- **Exercise requirements**
Render the records from the start through the line containing "[[180, 256, 194, 307]]", inclusive, as a two-column CSV with the header input,output. Each record gets one row: its wording, with line breaks turned into spaces, goes in input, its box list goes in output, and every field is wrapped in double quotes.

>> BEGIN

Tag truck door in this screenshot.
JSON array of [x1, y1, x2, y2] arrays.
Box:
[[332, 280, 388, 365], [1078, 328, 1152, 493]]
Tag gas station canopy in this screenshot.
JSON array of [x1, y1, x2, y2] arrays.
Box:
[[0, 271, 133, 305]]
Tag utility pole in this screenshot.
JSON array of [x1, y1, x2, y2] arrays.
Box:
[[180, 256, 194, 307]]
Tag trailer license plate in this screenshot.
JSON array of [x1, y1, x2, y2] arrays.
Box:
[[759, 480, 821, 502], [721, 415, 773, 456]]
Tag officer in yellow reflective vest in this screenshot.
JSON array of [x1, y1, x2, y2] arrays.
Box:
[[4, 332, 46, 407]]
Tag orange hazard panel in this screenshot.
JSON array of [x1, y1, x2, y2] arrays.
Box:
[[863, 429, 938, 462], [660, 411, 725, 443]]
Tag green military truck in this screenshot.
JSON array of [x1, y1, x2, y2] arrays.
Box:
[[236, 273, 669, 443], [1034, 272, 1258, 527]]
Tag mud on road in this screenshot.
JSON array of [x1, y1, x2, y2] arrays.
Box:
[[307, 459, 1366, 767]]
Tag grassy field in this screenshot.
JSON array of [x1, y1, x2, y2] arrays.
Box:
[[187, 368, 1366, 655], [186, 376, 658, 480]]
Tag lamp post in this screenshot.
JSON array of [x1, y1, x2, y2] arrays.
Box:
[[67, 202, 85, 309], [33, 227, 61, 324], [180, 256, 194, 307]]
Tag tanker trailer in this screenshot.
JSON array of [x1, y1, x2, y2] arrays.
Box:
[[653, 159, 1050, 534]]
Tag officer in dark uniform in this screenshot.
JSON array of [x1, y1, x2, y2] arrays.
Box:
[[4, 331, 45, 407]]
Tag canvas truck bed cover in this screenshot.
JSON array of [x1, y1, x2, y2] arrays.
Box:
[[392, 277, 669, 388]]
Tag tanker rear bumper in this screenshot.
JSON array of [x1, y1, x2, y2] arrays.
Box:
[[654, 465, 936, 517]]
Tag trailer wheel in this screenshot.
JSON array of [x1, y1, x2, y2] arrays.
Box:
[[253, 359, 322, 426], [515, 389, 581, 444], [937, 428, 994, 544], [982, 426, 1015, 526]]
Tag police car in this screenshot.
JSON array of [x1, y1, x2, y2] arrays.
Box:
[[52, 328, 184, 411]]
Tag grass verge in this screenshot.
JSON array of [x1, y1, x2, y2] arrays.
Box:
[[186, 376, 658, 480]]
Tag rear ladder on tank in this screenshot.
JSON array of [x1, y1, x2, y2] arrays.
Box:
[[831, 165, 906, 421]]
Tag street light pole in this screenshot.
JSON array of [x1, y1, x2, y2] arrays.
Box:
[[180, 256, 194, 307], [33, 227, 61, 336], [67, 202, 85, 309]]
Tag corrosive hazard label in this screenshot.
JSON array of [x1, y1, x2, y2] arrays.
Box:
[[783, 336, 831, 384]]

>> END

- **Written solution**
input,output
"Tag truck door in this screenshot. JSON array of [x1, y1, x2, y2] arrays. Box:","[[332, 280, 388, 365], [1078, 328, 1152, 493]]"
"Tag gas station canopy in this screenshot. JSON array of [x1, y1, x2, y2] arrays. Box:","[[0, 271, 133, 305]]"
"Tag utility pole in this screenshot. JSON array of [x1, y1, x2, y2] arrays. Box:","[[180, 256, 194, 307]]"